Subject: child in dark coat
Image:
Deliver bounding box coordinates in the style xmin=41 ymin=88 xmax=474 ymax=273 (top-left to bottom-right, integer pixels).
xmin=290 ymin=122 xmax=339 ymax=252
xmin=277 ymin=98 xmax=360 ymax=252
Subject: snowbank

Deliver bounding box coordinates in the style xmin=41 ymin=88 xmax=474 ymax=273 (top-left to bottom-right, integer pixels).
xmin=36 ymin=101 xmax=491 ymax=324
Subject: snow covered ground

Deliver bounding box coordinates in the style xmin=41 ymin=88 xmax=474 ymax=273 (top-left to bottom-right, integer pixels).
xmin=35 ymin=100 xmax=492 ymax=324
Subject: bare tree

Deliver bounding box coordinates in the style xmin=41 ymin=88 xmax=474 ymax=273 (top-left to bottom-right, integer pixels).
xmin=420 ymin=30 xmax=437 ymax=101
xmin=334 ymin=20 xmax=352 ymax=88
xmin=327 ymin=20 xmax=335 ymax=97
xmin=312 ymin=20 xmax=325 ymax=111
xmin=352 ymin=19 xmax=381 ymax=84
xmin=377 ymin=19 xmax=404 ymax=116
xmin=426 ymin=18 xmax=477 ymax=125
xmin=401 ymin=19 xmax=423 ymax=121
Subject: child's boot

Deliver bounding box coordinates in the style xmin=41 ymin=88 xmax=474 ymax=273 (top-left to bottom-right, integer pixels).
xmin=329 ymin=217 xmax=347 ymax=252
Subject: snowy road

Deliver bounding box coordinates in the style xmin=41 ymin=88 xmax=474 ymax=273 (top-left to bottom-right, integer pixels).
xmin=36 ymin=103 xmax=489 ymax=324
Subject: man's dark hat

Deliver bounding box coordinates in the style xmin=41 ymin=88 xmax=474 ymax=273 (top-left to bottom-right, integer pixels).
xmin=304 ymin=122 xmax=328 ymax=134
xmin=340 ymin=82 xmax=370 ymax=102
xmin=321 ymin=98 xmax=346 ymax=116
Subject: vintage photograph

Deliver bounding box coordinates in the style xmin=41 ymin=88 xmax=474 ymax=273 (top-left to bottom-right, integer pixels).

→ **REQUIREMENT**
Pull out every line of the entries above that contains the string "child", and copy each one without changes.

→ **EXERCISE RESULT**
Subject: child in dark coat
Subject: child's boot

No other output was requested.